Exercise goal
Return each line from the entries below that contains the string "hand".

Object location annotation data
#####

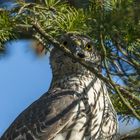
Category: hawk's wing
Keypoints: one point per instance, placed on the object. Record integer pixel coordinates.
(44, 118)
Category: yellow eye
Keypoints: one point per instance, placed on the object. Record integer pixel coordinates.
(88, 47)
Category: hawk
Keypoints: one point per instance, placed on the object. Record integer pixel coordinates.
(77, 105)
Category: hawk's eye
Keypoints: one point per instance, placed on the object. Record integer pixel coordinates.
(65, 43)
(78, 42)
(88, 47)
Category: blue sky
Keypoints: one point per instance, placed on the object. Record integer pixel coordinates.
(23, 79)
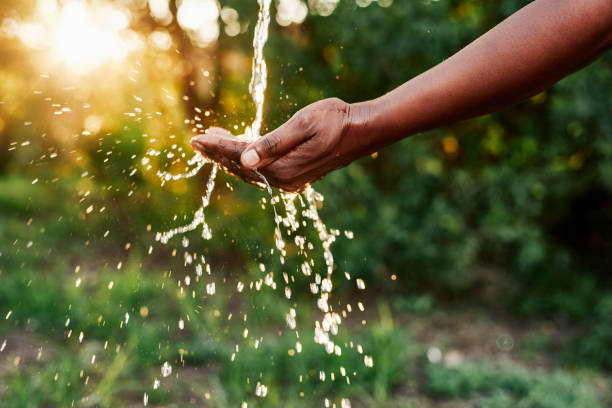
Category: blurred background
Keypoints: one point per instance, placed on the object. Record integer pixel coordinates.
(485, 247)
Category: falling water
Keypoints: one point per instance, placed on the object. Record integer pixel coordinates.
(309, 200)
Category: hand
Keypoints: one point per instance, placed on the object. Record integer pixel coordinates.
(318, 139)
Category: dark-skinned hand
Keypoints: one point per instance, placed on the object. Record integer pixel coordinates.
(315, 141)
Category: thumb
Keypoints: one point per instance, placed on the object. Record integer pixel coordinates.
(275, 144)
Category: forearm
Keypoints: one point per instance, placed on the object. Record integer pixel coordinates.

#####

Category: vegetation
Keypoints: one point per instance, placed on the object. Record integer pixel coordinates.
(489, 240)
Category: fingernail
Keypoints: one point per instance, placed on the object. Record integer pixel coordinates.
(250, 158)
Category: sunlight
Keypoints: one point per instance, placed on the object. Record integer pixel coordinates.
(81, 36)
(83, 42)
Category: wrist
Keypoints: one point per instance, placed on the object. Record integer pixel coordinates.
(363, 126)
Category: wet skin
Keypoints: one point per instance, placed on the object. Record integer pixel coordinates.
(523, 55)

#####

Exercise output
Category: hand
Category: dark-skinned hand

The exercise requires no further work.